┌──

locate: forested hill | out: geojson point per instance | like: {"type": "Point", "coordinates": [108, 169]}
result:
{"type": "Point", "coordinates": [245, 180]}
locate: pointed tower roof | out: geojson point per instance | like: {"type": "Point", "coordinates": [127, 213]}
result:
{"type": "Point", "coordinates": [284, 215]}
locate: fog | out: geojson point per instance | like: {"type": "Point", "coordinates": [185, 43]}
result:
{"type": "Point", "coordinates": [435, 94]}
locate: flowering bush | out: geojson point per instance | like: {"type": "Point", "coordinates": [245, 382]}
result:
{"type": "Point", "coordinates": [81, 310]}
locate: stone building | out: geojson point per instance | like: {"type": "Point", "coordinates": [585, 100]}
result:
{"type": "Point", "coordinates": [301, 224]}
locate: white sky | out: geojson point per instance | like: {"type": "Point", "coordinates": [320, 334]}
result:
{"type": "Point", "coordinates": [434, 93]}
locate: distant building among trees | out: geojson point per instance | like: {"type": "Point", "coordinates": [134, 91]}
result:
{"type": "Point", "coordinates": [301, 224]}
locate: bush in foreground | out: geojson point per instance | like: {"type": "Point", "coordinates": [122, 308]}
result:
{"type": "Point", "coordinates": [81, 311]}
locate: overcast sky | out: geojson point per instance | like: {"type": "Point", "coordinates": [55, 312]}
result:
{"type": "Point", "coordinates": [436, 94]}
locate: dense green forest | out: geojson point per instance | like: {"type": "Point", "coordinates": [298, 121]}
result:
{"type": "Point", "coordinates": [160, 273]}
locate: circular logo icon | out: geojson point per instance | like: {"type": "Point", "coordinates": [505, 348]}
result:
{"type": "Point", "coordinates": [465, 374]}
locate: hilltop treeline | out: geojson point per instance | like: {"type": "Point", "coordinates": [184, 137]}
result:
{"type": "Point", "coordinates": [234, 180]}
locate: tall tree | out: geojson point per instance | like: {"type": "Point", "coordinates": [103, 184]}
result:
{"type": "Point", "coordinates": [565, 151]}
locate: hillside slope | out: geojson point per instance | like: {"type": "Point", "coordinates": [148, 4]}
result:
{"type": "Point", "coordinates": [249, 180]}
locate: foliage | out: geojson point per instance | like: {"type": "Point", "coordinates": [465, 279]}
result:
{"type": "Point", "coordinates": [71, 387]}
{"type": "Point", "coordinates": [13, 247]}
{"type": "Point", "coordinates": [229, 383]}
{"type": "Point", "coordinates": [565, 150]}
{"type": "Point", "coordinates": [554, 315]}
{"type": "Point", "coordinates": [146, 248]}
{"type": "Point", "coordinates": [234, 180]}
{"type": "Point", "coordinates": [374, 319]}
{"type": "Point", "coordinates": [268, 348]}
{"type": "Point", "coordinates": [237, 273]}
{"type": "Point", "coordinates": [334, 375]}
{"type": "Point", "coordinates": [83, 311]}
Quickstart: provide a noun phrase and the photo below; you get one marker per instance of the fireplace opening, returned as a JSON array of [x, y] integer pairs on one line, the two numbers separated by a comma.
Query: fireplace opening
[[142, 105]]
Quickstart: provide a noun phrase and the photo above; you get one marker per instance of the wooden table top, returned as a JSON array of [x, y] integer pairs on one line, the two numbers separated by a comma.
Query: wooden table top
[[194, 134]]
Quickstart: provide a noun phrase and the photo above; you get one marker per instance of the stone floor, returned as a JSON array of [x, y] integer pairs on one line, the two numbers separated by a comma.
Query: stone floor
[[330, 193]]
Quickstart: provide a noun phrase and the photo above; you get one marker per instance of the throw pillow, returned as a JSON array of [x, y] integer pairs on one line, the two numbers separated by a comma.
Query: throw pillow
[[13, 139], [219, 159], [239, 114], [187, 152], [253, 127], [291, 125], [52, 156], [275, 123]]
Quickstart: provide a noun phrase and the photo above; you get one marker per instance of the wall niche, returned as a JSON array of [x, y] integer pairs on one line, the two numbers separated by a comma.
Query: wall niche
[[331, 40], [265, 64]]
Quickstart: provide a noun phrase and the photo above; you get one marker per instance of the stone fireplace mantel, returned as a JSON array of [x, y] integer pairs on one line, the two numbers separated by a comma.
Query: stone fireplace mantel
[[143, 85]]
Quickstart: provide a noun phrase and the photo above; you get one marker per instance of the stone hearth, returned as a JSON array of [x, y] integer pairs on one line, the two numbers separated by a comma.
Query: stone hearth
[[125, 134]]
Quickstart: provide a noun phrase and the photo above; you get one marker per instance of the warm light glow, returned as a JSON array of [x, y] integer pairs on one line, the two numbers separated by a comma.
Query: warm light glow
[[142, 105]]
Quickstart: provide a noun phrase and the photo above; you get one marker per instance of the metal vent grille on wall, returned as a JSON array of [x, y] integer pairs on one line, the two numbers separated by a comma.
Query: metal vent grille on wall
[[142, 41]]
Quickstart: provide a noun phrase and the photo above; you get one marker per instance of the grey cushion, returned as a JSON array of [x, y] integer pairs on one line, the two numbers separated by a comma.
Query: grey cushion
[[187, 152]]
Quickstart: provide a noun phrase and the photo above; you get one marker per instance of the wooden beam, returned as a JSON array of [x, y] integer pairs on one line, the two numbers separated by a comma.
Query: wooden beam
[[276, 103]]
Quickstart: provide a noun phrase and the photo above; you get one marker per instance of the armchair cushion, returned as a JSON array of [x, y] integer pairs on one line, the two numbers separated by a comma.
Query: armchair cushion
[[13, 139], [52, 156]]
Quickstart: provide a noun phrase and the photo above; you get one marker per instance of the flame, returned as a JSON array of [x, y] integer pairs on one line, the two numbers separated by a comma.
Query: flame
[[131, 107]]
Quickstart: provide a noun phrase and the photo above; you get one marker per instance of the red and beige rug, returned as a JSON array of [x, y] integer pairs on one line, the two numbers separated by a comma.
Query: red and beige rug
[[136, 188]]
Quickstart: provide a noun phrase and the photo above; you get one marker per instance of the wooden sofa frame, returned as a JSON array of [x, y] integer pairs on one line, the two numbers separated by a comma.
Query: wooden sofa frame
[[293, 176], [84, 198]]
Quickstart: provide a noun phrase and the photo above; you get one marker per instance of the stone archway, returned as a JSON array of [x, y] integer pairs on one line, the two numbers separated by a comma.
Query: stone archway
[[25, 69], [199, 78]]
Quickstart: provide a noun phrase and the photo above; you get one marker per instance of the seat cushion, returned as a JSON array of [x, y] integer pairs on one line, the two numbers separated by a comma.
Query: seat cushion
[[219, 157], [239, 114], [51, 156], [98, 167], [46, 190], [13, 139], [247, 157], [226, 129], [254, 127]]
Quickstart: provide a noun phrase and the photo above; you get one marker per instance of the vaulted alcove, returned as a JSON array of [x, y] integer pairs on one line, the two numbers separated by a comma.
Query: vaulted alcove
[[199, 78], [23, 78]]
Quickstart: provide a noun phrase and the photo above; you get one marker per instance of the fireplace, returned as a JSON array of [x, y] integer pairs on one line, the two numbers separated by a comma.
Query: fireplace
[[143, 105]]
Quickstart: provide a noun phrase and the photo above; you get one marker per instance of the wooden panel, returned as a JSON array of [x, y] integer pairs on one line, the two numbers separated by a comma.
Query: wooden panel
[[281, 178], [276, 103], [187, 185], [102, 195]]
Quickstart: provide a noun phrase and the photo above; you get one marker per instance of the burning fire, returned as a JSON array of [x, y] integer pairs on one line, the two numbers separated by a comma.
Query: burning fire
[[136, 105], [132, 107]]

└──

**Written exercise**
Could you rescale the stretch of records from the line containing "stone floor, returned" through the line containing "156], [275, 123]]" by writing out every line again, requests included, with each x and y coordinate in the answers multiplied by 2.45 and rounded to a whole number, halves rounding up? Give only that stretch.

**Completed exercise**
Quickstart: provide a noun phrase and the photo above; you get one marker per instance of the stone floor, returned as a JSON array of [x, y] integer pairs on one line, the two numbers separated by a comma.
Query: stone floor
[[809, 473]]
Quickstart: provide a noun phrase and the photo above; you get one marker per instance of the throw pillow, returned as a JSON array of [x, y] integer pairs on one line, the two numbers separated by a comma.
Query: throw pillow
[[32, 341], [537, 390], [586, 279], [458, 372], [620, 311], [713, 306], [127, 382], [674, 301]]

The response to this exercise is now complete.